→ STORED RECORDS
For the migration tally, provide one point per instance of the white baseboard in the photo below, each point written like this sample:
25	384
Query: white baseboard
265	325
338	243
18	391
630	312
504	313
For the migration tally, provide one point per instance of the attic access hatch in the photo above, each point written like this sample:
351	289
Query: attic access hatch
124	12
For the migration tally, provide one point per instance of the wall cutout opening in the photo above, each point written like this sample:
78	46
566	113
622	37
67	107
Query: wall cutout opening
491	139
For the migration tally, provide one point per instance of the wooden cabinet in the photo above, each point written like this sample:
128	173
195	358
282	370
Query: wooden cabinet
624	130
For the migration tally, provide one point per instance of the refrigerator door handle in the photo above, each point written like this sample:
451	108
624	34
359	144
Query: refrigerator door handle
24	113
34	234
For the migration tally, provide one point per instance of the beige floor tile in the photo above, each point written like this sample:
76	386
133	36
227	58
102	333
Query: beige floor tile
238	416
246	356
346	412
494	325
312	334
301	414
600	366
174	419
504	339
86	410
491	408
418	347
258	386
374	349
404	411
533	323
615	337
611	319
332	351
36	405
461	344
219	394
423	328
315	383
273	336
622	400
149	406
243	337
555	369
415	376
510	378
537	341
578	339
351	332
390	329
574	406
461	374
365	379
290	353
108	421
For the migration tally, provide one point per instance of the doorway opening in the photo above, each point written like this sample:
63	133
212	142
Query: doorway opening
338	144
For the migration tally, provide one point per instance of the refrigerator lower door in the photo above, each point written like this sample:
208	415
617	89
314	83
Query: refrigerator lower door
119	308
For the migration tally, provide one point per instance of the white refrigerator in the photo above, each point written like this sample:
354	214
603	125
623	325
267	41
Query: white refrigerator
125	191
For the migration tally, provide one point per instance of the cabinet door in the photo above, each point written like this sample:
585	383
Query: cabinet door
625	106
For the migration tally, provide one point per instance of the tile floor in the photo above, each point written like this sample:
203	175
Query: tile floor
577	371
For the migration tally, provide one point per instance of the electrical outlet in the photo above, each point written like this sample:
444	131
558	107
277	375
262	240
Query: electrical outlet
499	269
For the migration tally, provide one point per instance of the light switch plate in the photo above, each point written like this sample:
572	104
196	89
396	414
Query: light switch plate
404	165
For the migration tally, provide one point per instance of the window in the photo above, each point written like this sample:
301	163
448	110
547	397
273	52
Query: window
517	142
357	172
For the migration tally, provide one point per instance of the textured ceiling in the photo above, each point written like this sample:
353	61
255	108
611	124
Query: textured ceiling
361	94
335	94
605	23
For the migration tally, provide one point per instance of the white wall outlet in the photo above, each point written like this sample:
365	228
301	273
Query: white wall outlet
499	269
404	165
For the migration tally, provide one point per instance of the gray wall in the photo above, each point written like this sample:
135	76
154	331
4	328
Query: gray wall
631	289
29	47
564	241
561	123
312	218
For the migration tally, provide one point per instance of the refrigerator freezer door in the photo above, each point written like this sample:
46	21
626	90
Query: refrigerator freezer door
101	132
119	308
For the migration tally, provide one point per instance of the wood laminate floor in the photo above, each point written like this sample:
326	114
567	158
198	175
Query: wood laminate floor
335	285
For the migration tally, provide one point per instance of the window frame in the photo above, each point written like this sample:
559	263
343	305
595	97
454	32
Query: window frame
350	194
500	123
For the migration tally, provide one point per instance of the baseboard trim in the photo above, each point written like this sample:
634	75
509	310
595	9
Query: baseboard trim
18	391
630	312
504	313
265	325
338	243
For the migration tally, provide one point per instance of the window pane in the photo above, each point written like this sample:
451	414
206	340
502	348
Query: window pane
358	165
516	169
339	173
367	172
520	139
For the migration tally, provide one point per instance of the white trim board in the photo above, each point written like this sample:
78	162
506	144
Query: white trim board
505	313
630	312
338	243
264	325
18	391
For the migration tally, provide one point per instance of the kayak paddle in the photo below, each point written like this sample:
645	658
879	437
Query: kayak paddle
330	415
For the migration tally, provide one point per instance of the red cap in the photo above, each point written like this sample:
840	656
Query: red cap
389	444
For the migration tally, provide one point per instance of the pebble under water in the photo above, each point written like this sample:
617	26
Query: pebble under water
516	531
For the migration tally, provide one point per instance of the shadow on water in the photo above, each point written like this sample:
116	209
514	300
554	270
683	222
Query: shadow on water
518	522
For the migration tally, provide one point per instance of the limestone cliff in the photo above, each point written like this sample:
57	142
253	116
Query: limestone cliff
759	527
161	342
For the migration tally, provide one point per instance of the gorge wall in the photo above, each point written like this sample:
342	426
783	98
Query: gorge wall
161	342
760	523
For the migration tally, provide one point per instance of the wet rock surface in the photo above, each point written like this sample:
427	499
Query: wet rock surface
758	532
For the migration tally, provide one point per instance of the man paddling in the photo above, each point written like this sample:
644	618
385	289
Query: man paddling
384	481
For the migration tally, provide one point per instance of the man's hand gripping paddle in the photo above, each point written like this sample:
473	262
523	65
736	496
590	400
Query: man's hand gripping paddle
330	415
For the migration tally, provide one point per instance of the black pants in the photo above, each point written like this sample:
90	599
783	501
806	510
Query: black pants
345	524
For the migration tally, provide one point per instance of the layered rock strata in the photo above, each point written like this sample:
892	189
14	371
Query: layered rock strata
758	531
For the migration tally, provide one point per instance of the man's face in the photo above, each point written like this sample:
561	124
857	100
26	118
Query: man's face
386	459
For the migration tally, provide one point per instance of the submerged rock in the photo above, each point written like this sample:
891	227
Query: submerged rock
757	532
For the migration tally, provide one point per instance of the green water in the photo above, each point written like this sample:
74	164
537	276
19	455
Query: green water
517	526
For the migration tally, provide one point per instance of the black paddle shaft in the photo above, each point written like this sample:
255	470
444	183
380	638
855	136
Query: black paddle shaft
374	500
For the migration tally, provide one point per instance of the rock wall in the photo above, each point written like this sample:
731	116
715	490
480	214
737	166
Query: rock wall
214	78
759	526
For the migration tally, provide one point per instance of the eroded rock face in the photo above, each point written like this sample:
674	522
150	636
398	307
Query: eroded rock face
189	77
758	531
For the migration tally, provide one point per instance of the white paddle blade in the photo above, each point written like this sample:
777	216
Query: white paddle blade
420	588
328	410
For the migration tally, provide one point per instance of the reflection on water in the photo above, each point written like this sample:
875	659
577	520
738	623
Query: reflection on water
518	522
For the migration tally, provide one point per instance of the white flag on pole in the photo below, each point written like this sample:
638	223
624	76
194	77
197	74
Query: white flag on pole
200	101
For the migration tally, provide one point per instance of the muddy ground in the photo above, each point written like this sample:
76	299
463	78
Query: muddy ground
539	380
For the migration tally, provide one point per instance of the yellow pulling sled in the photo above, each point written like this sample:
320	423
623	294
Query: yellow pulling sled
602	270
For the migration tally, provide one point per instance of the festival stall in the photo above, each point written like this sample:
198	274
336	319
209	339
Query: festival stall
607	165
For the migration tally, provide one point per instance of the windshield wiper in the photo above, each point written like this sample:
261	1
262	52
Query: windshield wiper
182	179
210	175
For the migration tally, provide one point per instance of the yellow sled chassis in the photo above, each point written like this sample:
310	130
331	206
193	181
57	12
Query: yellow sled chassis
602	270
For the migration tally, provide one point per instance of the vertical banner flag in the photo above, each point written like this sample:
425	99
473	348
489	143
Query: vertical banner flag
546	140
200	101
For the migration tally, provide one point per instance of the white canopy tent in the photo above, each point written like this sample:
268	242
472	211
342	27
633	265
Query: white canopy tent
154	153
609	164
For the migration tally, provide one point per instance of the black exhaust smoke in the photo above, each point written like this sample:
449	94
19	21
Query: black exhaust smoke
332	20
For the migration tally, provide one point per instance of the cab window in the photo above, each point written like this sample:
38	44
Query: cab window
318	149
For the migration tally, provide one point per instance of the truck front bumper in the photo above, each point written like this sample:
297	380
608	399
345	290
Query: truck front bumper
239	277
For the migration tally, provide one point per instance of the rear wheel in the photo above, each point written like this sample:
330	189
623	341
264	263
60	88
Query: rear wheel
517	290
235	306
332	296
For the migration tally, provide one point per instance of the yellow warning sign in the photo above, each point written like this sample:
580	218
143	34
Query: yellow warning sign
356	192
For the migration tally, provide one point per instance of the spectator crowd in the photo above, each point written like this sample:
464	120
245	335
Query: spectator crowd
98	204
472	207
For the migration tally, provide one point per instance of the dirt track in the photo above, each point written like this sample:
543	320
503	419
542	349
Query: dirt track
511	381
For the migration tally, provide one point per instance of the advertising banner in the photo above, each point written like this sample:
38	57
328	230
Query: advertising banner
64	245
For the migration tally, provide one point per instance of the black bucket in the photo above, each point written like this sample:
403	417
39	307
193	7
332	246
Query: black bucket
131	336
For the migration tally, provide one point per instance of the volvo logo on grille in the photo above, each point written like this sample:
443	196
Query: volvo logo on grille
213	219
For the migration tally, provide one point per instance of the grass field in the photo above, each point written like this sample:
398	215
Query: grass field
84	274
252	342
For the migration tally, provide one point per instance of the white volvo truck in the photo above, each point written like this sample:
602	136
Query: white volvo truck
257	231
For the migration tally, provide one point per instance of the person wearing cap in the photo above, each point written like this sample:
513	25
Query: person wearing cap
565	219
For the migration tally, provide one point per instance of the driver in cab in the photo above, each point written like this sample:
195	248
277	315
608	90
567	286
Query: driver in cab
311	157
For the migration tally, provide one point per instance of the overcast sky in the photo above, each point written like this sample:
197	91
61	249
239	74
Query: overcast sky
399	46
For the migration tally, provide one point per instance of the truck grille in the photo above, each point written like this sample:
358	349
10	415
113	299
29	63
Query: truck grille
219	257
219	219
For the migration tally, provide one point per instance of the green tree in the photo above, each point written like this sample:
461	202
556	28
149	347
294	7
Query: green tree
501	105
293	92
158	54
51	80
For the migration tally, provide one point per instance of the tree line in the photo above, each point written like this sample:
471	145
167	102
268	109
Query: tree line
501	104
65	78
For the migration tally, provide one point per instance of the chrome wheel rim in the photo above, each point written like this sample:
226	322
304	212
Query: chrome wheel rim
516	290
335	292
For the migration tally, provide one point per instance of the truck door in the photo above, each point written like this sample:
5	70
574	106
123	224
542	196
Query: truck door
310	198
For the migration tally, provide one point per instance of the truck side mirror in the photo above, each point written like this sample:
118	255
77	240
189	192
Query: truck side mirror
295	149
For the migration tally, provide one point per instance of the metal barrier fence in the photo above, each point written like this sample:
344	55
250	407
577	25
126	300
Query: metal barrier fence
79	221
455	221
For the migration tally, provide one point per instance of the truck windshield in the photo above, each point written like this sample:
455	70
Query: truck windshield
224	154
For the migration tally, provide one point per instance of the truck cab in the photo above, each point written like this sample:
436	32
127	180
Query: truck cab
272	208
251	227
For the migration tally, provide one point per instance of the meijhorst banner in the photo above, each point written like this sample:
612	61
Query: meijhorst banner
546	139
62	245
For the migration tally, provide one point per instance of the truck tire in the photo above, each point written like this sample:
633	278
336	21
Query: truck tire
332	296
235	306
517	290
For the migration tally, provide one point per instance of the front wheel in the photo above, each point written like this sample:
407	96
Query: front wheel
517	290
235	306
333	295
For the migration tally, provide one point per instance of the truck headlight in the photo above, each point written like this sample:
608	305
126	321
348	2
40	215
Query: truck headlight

→ WHAT THE EXERCISE ASKS
Please quote nothing but the lines from the line with "the truck side" through the end of the data above, exactly as written, ends included.

→ EXERCISE OUTPUT
For the migration tally, provide one point per instance of the truck side mirror in the photo above, each point written like this sample:
118	255
77	240
189	192
Query: truck side mirror
295	149
For the migration tally, provide one point per instance of the metal barrier fence in the photo above, each point written like this sample:
344	55
250	407
577	25
126	300
Query: metal barrier fence
79	221
455	221
For the migration tally, provide one point per instance of the truck windshield in the photo above, each point written like this sample:
455	70
Query: truck windshield
224	154
For the migration tally, provide one point per instance of the truck cab in the photo above, each point written like this sample:
436	32
127	180
Query: truck cab
272	208
251	227
For the migration tally, provide one point per instance of the meijhorst banner in the photo above, each point written like this sample:
612	61
Query: meijhorst banner
546	139
62	245
For the migration tally, provide one point per instance of the truck tire in the photo above, each point written like this sample:
633	278
336	21
Query: truck tire
332	296
235	306
517	290
For the migration tally, provide one point per instance of the front wheel in the photo above, each point written like this sample:
407	96
Query: front wheel
517	290
235	306
333	295
For the migration tally, provide one point per instance of the truck headlight in the photo above, each point written like this sample:
608	305
126	321
348	2
40	215
Query: truck headlight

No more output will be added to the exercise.